Collected data:

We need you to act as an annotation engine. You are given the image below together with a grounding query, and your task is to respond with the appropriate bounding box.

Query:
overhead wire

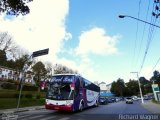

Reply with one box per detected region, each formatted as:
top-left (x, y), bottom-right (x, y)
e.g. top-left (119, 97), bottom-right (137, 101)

top-left (131, 0), bottom-right (141, 71)
top-left (136, 0), bottom-right (150, 67)
top-left (139, 3), bottom-right (156, 73)
top-left (150, 2), bottom-right (160, 74)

- Problem to solve:
Shift every bounding-box coordinate in the answers up by 52, and give all the entries above again in full with their text included. Leave the pictures out.

- Task response:
We need you to act as an annotation engine. You are given the image below together with a grounding query, and your task is to respond with the appropriate bounding box.

Query:
overhead wire


Reply with one box per detected region, each formatted as:
top-left (x, y), bottom-right (x, y)
e.g. top-left (119, 97), bottom-right (137, 101)

top-left (183, 52), bottom-right (193, 123)
top-left (188, 52), bottom-right (202, 119)
top-left (191, 55), bottom-right (208, 125)
top-left (202, 54), bottom-right (212, 126)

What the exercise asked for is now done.